* [GOAL OF THE EXERCISE]:
From the data below, set down exactly the lines between the one holding "Every instance of the overcast" and the one holding "Every instance of the woman's blonde", inclusive, and no others.

* [DATA FOR ANALYSIS]:
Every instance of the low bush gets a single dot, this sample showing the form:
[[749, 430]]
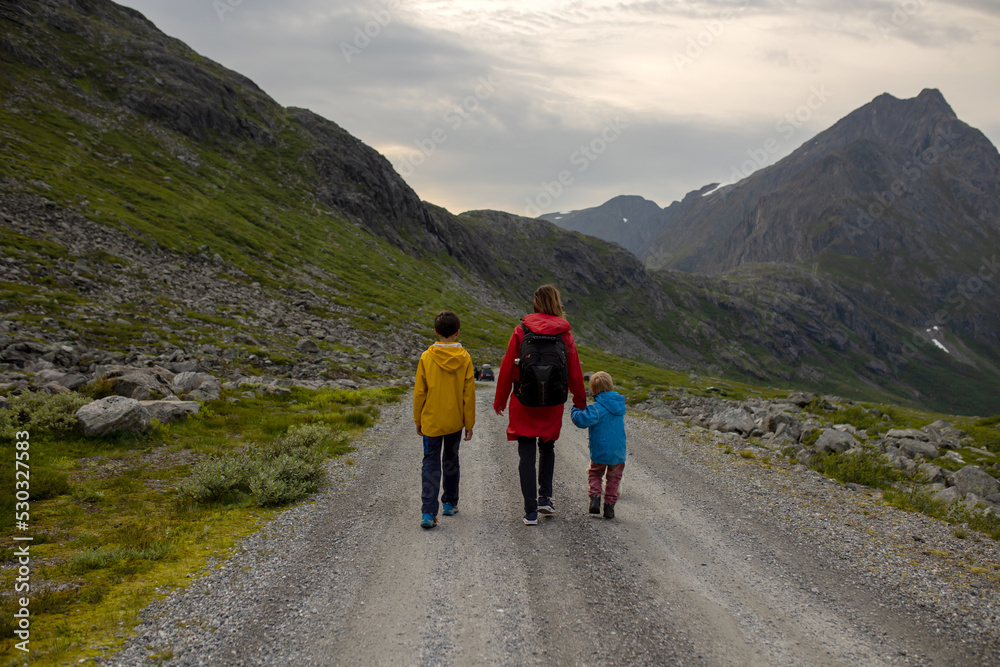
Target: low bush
[[36, 413], [279, 472], [865, 465], [913, 498]]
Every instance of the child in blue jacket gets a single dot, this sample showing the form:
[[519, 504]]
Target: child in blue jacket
[[606, 420]]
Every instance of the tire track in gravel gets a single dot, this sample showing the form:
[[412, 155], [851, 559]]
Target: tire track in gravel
[[686, 575]]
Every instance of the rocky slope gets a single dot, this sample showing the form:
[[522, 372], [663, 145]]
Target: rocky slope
[[158, 208]]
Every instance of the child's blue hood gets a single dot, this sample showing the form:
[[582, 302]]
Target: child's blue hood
[[612, 401]]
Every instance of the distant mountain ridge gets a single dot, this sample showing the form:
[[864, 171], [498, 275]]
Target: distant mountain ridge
[[898, 202], [297, 228]]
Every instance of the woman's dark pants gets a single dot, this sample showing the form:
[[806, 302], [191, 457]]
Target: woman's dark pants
[[531, 489]]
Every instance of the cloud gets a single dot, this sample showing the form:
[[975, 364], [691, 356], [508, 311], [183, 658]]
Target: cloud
[[564, 68]]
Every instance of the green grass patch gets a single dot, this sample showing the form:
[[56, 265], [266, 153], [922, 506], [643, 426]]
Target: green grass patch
[[111, 527], [866, 465], [914, 498]]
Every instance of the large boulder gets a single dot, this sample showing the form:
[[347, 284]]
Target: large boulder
[[908, 433], [733, 420], [196, 386], [171, 411], [834, 441], [114, 414], [973, 479], [140, 385], [932, 473], [308, 346], [949, 495], [914, 448], [801, 398]]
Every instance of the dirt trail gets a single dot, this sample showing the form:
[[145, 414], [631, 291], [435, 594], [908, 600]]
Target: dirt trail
[[685, 575]]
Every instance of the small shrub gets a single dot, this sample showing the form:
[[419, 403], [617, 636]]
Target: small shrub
[[98, 388], [866, 466], [38, 413], [87, 493], [809, 439], [358, 419], [281, 471], [47, 484]]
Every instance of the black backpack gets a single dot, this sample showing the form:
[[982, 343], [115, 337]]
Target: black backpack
[[542, 370]]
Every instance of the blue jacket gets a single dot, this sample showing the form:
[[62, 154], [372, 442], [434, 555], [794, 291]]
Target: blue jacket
[[606, 419]]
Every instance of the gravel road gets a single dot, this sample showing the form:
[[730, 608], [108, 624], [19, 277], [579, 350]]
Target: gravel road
[[713, 559]]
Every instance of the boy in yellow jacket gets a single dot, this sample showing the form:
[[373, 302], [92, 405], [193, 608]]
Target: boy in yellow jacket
[[444, 402]]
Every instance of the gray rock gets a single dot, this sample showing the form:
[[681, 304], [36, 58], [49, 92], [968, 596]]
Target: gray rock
[[801, 398], [245, 339], [171, 411], [949, 495], [197, 386], [307, 346], [973, 479], [733, 420], [914, 448], [139, 385], [807, 456], [183, 366], [53, 388], [114, 414], [932, 473], [834, 441], [908, 433]]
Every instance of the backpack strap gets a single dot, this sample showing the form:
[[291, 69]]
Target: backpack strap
[[517, 368]]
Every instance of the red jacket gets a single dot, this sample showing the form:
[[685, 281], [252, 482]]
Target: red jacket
[[544, 423]]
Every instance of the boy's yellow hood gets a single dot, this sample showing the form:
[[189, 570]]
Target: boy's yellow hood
[[449, 356]]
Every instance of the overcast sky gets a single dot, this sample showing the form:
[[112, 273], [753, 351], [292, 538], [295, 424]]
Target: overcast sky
[[489, 103]]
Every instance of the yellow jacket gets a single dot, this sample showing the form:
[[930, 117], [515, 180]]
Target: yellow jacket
[[444, 394]]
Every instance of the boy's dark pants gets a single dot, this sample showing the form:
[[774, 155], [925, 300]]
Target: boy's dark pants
[[531, 489], [434, 460]]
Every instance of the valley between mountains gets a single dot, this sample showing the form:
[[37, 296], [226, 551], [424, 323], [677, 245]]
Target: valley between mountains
[[713, 559]]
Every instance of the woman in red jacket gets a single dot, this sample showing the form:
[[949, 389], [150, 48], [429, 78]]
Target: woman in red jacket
[[537, 428]]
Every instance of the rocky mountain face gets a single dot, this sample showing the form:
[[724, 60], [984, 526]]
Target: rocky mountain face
[[160, 211], [898, 204], [630, 221]]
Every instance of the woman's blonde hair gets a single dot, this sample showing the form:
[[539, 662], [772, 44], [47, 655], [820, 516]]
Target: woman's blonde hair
[[601, 382], [548, 301]]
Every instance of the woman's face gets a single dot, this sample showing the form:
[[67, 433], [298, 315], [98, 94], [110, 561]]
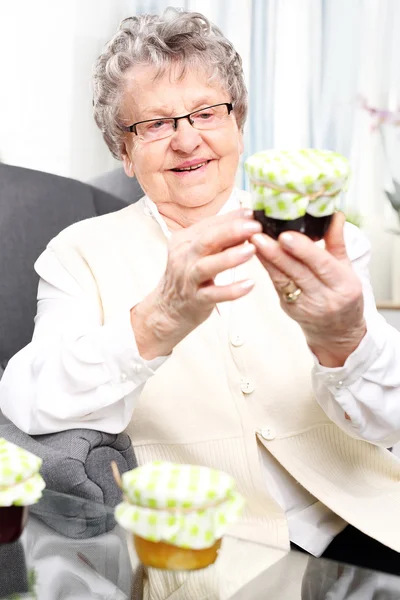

* [RESPONSE BELOW]:
Every instance of the overcast sky gets a single dot, this sample showing the form:
[[112, 273], [753, 351], [292, 538], [295, 424]]
Target: overcast sky
[[489, 103]]
Every instance of the yellow jacket gets a single dot, this sample showing the form:
[[930, 117], [515, 180]]
Target: yellow jacket
[[444, 394]]
Every instance of the boy's dark pants gets a single dot, this sample showing the form:
[[774, 155], [925, 300]]
Target: boy's dark pants
[[531, 489], [434, 460]]
Every instance of the valley between mountains gets a single dot, this sample showing the form:
[[37, 296], [226, 551], [424, 323], [677, 245]]
Target: valley between mountains
[[713, 559]]
Every instance of the woman in red jacket gets a single dot, this sample showing the form:
[[949, 389], [150, 48], [429, 78]]
Target: woman in red jacket
[[537, 428]]
Every instance of the rocky mountain face gets a single dot, this sample showing the form:
[[724, 60], [984, 526]]
Target: rocky mountain face
[[160, 211], [898, 204], [630, 221]]
Every instance of the woman's blonde hair gets a single dot, this sample showing the form:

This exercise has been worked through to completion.